■ Task objective:
With the images removed, write out every line below exactly.

■ Data for the task:
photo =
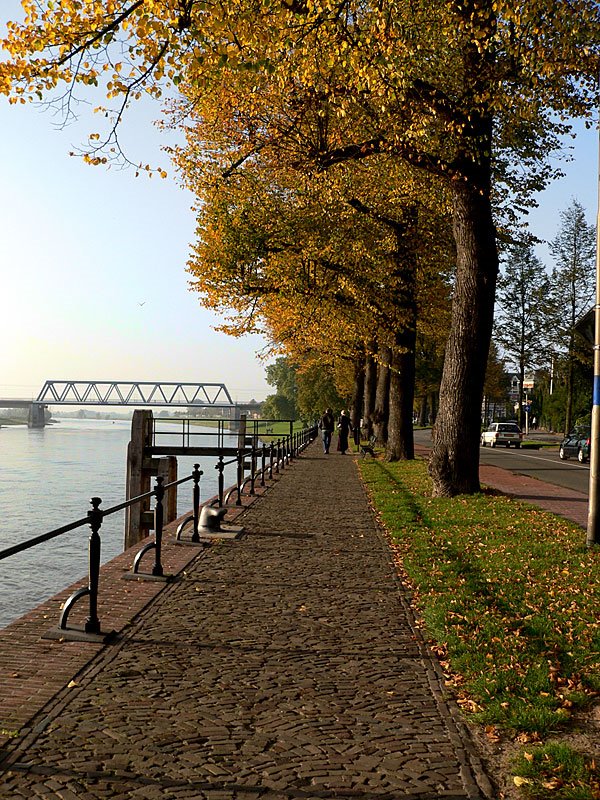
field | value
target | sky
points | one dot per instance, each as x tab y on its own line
92	260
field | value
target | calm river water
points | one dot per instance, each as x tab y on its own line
47	477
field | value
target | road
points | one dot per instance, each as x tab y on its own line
543	464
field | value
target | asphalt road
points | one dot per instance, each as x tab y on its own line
543	464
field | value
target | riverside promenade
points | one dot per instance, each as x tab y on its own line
282	665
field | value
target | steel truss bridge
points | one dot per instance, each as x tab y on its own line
135	393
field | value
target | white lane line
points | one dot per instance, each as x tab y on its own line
559	463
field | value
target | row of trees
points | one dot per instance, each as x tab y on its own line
356	165
538	316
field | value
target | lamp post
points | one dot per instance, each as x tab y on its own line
593	527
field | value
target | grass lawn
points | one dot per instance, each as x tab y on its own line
509	597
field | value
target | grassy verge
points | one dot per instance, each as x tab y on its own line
510	597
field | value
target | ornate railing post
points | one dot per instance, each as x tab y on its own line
253	462
92	623
159	514
240	476
220	466
196	473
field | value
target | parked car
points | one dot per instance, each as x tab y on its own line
576	444
505	433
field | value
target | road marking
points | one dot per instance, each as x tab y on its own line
560	462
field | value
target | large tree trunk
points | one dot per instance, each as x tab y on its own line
400	443
359	389
370	390
382	397
454	464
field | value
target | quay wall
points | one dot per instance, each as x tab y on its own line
33	670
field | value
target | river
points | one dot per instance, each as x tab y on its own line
47	477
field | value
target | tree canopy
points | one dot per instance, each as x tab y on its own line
474	95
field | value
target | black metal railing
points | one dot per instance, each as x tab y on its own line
94	519
187	433
272	458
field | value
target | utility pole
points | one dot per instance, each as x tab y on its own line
593	528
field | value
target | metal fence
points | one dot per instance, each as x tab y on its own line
263	462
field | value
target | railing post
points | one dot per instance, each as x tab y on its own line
220	466
253	462
92	624
240	476
196	473
159	492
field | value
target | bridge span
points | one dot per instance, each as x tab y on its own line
136	394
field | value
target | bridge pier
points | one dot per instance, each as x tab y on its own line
37	415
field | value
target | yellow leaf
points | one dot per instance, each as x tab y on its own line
518	781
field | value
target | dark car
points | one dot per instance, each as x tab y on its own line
576	444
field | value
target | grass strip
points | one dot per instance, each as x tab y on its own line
508	595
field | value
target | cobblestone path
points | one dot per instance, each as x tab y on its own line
283	665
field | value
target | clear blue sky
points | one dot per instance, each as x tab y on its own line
82	247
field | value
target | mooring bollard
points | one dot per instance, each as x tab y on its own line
196	473
92	623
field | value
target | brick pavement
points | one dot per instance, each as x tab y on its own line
283	665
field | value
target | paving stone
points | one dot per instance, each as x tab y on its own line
285	660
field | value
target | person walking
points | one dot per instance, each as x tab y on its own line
344	428
327	424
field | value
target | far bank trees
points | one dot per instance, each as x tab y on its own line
464	92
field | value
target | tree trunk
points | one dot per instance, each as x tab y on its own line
454	464
400	443
423	411
370	389
433	402
569	402
359	389
382	395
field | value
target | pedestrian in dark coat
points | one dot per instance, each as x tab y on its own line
344	428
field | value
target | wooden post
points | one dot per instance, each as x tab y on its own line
167	469
139	472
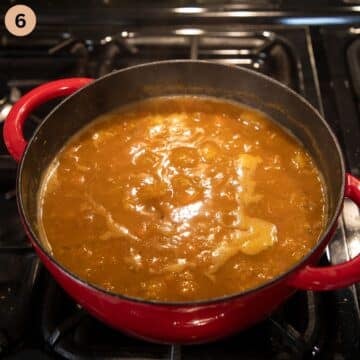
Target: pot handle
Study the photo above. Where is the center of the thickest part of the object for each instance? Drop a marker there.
(13, 126)
(337, 276)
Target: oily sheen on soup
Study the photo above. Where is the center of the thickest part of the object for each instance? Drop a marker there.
(181, 198)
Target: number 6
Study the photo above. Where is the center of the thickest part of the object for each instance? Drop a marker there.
(20, 20)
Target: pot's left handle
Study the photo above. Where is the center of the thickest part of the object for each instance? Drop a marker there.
(336, 276)
(13, 126)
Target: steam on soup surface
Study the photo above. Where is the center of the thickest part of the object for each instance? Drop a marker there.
(181, 198)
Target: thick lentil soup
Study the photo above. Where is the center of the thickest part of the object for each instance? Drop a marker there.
(181, 198)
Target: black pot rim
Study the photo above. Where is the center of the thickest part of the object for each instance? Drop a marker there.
(277, 279)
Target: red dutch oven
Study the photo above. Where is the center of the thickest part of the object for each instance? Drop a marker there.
(182, 322)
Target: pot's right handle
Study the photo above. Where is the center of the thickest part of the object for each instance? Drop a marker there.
(13, 126)
(337, 276)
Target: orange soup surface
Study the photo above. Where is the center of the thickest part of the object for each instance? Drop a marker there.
(181, 198)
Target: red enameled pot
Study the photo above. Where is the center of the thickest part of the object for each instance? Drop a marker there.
(86, 99)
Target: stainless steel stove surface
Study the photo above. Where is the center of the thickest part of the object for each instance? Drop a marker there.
(38, 320)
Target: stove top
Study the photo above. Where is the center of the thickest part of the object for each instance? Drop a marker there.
(38, 320)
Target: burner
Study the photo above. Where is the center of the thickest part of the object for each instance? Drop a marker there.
(292, 333)
(18, 273)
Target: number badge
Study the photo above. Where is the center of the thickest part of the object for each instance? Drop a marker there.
(20, 20)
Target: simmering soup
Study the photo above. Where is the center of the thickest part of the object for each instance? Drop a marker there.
(181, 198)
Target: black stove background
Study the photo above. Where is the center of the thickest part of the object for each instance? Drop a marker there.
(38, 320)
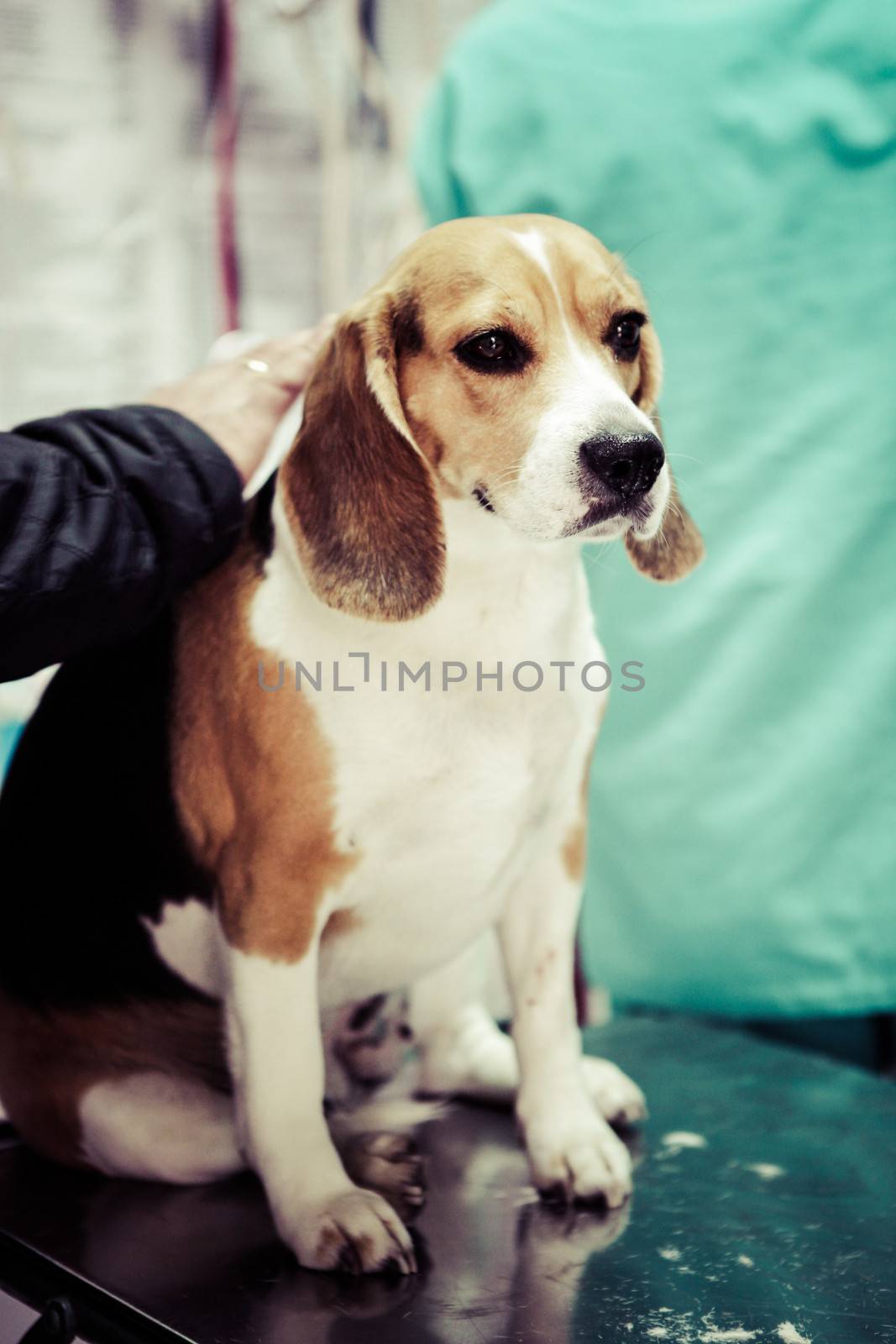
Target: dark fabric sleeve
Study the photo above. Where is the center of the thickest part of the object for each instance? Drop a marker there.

■ Solution to this task:
photo =
field | value
target | sky
points | one dot per instance, each as x tab y on its own line
92	260
field | value
target | calm river water
points | one dot per instance, each as x tab y on its own line
47	477
field | value
target | road
points | one dot per instance, each as x tab y on its own line
543	464
field | value
target | asphalt road
points | one dot per instance, each as x tab y on its own line
543	464
field | value
target | riverside promenade
points | one dot per instance, each as x tab y on its own line
282	665
field | value
target | steel truss bridge
points | one dot per instance, each as x tab y on its own line
135	393
field | value
target | white lane line
points | one dot per instance, each as x tab y on its own line
559	463
field | value
target | row of trees
points | one dot per instance, each as x tab y on its own line
356	165
538	316
field | value
target | lamp post
points | one dot per instance, each as x tab y on its own line
593	527
field | value
target | grass lawn
points | one dot per instance, each as x tab y on its own line
509	597
field | value
target | grassy verge
points | one dot per instance, each as x tab y on its own line
510	597
field | value
target | ornate railing post
points | one dot per instance, each as x tab y on its own line
253	462
92	623
159	514
240	476
220	466
196	473
field | value
target | parked car
points | one dot per instance, each as x tab y on its own line
576	444
505	433
field | value
target | road marking
points | one dot per instance, each as x tab y on its own line
560	462
field | value
target | large tree trunk
points | one dot per instance, each as x tab y on its own line
400	443
359	389
370	390
382	397
454	464
field | value
target | quay wall
points | one dot per instance, each as x tab y on its own line
33	670
field | value
target | river
points | one dot per instance, each as x tab y on its own line
47	477
field | value
target | tree canopy
points | one dot per instance, each as x tab y on its own line
474	95
field | value
target | black metal railing
points | one dot per instance, each as x tab y on its own line
94	519
187	433
272	458
field | value
target | utility pole
points | one dot per instance, each as x tab y on its own line
593	528
field | value
target | metal fence
points | one dot per instance, each as x tab y on its own line
263	462
field | value
target | railing post
points | one dot per instance, each as x tab y on its own line
220	466
253	462
92	624
240	476
196	473
159	492
field | value
target | bridge span
points | one dot per instance, each as x tab y on its own line
136	394
field | value
target | bridge pier
points | one dot per instance, each as x tab y on its own line
37	415
field | value
target | yellow leaf
points | one dot per instance, each as x tab y on its own line
518	781
field | value
target | dark car
points | one dot per instance, each as x tab y on its own line
576	444
field | value
target | grass strip
points | one dot per instance, each as x tab y on its own line
508	595
field | value
target | cobblestone path
points | one dot per instance, each as x tab y on its own line
283	665
field | value
target | clear blue sky
points | one dot per instance, each as x tab y on its own line
82	247
field | value
target | mooring bollard
points | one dot per instance, each as x tab y on its own line
196	473
92	623
field | value
target | brick pavement
points | one dot per instance, each as x tab y on its own line
283	665
field | value
target | paving stone
points | one dot per instance, each as x tab y on its own line
285	660
field | value
target | person walking
points | one dot per instance, each as x tab y on its own line
344	428
327	424
field | value
target | far bank trees
points | one dot per instance, each as x tab y on its own line
464	92
field | value
target | tree trunk
points | one dot per instance, each as x tab y on its own line
454	464
400	443
423	411
370	389
433	402
569	402
359	389
382	395
field | value
target | pedestrian in dark coat
points | one dot per instance, each as x tab y on its own line
344	428
field | value
target | wooden post
points | one dot per instance, each as x tab y on its own line
167	469
139	472
Target: pot handle
Study the photo above. Where is the center of the thickest part of the object for each instance? Drop a marker there.
(13, 126)
(337, 276)
Target: oily sheen on soup
Study the photo above. Where is the center of the thickest part of the object for each instance? Drop a marker there.
(181, 198)
Target: number 6
Study the photo above. Where is the center of the thickest part of the object for each instance? Drop a marker there.
(20, 20)
Target: pot's left handle
Study the photo above. Where is the center of the thickest part of the object for each instance? Drop a marker there.
(336, 276)
(13, 126)
Target: steam on soup surface
Study the photo above. Where is the center of the thickest part of the object for each instance? Drop a marker there.
(181, 198)
Target: thick lentil soup
Study the photo above. Where is the center of the thickest part of the object for each instance? Drop a marker there.
(181, 198)
Target: black pot rim
Study the photo above. Where is the center of the thickest part of the object for each instance? Drop a marker there.
(277, 279)
Target: red dutch oven
Study the photo above. Where is the center of the thickest part of the object for each instance? Drop a marker there.
(182, 322)
Target: pot's right handle
Study the photo above. Where is the center of the thickest part of the object for each instance? Drop a marker there.
(13, 126)
(337, 276)
Target: orange soup surface
Study the photo above. Where is the center of the thickest part of the object for each instance? Drop a marker there.
(181, 198)
Target: red enameled pot
Study the photo above. Where is the center of the thickest part of the object for each instance? Drop a marker there.
(86, 99)
Target: stainless steel stove surface
Study the photo above. Where is the center of the thickest part of the object for each instance? Drop a marker there.
(38, 320)
Target: stove top
Study the photo above. Where is the center of the thickest part of the object for each instance? Drop a marker there.
(38, 320)
Target: burner
Study the photo above. Where is the center of the thickest part of the object for each instance? Drop a marker there.
(292, 333)
(18, 273)
Target: number badge
Study the photo above. Where is the center of the thickest part of the object for each instance? Drop a marker there.
(20, 20)
Target: simmering soup
Study the photo above. Where is the center of the thickest part of the object for each instance? Drop a marker there.
(181, 198)
Target: black stove background
Study the photo above. Where is the center of the thickest part of the object for each instance? Drop a marker there.
(38, 320)
Target: dark fabric sleeve
Study the photo above. Where is the center of the thickest part of the object for each instance? Drop a marker there.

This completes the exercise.